* [Material for this task]

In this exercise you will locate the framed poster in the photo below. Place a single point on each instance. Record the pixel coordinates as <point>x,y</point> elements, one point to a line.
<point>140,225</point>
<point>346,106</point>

--

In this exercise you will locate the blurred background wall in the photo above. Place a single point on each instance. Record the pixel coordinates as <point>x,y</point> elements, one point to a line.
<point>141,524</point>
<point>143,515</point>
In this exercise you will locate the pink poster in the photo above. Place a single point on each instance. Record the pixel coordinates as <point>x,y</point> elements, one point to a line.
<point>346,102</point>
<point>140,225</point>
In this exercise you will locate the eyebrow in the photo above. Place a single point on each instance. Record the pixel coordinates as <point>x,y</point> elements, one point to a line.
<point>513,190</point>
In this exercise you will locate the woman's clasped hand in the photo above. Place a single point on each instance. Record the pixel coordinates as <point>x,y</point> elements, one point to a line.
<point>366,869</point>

...

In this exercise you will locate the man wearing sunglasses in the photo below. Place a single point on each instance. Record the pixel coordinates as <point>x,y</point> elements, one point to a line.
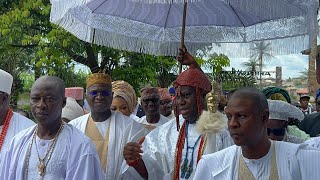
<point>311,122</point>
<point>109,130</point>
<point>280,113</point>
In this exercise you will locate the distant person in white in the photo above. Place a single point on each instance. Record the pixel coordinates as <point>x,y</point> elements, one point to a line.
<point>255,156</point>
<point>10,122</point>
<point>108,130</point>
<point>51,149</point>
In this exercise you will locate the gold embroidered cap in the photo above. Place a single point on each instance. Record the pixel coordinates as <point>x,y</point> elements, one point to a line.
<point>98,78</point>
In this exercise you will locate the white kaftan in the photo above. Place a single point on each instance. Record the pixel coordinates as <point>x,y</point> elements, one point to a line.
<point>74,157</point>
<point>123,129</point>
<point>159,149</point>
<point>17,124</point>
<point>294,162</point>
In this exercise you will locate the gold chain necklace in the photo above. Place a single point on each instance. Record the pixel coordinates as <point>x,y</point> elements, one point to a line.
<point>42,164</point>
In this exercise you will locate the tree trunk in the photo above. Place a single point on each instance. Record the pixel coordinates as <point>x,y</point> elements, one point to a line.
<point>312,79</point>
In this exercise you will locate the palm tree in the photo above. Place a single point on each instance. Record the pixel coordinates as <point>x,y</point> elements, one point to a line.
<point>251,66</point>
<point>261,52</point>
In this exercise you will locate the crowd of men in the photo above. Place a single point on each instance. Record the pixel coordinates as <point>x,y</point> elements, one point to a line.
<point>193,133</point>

* [Exercise instructions] Render the rows from the line containing "In this exercise you will locate the white" down through the line containing "<point>193,133</point>", ends included, as a two-column CSV with the header request,points. Give one CSV row per request: its text in the request field and its answer in the points field, each field quoted, with line breaks replaced by spaces.

* [Output of the task]
request,points
"In this exercise you will locate the white kaftan in the photo above. Place a single point on each instance. Record the pixel coordinates as <point>x,y</point> elements, one point to a line.","<point>74,157</point> <point>123,129</point> <point>159,149</point> <point>17,124</point> <point>294,162</point>"
"In this exercise you will locate the gold chain necklace in the photo above. Place a single point on each instance. Record the pixel coordinates as <point>x,y</point> elements, one point to a line.","<point>42,164</point>"
"In this exercise you will locate the tree trunk in the photo above. Place a single point on each instance. Record the pixel coordinates as <point>x,y</point> elements, one point to a line.","<point>312,79</point>"
"In this exercise you will locate the palm tree in the photo above. Place a single point on each instance. Record the pixel coordinates as <point>x,y</point> elements, one point to a line.","<point>251,66</point> <point>261,52</point>"
"In this exercise you will locate the crowd of men in the photo above. Place a single point on each instance. Record the pixel coordinates as <point>x,y</point> elements, one point to a line.","<point>193,133</point>"